*TASK PROMPT*
Return word for word the stretch of the material from the line containing "mountain in this photo." through the last line of the material.

*RECORDS FOR THE EXERCISE*
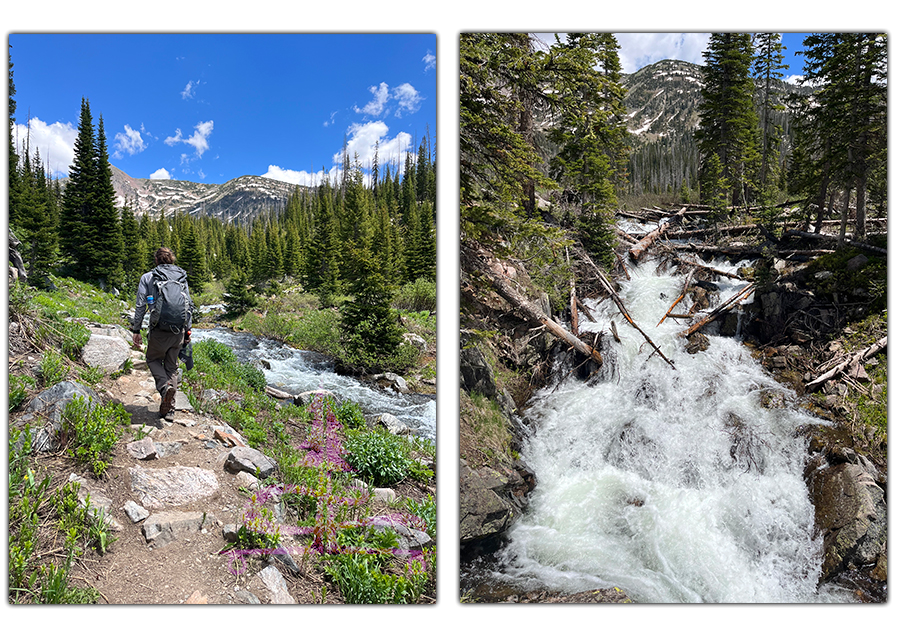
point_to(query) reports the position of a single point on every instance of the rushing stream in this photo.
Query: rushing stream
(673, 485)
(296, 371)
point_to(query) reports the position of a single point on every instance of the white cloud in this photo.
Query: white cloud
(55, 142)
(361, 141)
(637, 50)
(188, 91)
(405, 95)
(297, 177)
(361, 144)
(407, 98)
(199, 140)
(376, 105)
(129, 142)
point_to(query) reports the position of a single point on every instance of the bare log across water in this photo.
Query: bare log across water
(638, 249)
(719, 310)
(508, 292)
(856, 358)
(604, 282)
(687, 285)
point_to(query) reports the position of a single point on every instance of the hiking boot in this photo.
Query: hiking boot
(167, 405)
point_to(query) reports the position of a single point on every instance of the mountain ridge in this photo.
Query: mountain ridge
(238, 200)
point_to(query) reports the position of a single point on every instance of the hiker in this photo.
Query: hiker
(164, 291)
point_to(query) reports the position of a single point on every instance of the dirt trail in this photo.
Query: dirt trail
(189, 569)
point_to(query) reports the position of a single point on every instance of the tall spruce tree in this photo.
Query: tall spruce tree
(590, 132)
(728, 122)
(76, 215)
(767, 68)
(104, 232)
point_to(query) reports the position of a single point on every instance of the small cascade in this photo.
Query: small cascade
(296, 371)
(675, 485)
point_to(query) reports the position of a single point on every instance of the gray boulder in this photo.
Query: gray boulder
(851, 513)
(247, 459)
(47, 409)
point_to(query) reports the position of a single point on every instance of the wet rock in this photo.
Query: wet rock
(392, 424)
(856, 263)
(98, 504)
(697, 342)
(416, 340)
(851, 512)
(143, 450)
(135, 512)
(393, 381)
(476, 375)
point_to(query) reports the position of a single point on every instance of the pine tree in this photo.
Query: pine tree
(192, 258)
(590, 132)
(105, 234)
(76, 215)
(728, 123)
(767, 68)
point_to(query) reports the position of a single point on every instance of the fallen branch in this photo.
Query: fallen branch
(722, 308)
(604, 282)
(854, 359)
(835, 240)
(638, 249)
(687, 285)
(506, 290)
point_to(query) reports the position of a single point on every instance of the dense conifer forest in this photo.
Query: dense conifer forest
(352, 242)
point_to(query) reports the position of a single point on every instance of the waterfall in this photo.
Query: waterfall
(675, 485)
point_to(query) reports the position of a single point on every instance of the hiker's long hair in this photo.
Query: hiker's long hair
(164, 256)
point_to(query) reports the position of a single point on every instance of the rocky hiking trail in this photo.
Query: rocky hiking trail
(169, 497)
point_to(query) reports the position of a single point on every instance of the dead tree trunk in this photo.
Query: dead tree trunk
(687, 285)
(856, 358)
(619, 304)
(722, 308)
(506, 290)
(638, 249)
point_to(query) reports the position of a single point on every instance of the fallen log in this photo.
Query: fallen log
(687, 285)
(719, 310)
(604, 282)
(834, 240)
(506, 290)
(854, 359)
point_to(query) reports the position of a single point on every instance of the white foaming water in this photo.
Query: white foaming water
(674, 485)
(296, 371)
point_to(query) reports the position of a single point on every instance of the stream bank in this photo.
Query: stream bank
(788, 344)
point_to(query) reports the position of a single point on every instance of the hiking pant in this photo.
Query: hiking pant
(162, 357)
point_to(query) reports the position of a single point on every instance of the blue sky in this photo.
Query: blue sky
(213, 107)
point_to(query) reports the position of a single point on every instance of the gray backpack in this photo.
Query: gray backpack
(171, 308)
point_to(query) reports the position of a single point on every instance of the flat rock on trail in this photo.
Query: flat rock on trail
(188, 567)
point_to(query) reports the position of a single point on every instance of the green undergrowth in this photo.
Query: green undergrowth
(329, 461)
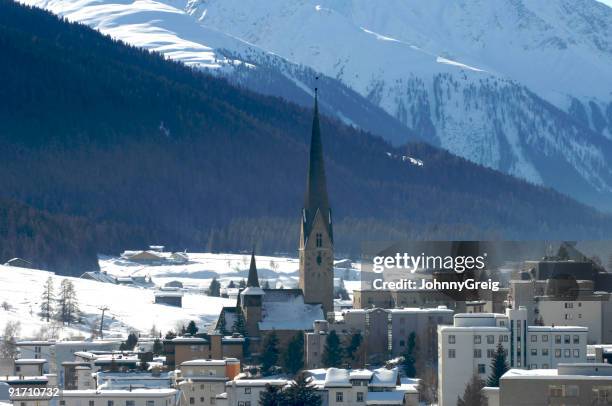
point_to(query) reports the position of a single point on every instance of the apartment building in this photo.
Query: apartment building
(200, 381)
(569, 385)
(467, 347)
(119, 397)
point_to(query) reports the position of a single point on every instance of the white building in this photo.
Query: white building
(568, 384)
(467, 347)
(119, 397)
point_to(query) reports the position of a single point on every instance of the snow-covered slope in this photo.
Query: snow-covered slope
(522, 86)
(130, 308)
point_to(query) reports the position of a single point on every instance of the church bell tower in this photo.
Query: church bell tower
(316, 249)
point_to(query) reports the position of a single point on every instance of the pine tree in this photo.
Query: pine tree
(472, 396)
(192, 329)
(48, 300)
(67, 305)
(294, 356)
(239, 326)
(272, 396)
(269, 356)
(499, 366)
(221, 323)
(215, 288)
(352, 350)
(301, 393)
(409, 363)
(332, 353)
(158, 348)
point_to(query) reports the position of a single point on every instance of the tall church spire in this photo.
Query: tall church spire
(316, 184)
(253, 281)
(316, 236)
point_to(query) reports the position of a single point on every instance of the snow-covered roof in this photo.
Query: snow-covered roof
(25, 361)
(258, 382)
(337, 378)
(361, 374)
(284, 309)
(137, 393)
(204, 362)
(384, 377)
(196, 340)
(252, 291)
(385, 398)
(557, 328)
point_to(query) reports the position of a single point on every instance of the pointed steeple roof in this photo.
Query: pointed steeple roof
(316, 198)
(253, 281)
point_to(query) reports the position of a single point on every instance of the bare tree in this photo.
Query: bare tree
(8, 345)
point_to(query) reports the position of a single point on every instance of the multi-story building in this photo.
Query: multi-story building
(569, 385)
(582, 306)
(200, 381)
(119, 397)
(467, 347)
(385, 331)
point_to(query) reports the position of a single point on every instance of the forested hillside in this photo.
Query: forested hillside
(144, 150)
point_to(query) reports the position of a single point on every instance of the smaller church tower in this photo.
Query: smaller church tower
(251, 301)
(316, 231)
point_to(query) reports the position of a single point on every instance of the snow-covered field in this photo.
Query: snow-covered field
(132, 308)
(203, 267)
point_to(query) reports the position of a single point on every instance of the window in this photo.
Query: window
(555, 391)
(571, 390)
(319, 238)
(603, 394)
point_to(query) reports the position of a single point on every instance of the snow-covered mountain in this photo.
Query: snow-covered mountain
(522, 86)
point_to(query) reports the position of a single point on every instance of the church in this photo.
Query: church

*EXERCISE OUTPUT*
point_to(query) reports the position of a single point on every instance of the snow-covered mountain in this photo.
Query: snow-covered mountain
(522, 86)
point_to(query) reports the position of a single point on every instance of the church in this photo.
Query: church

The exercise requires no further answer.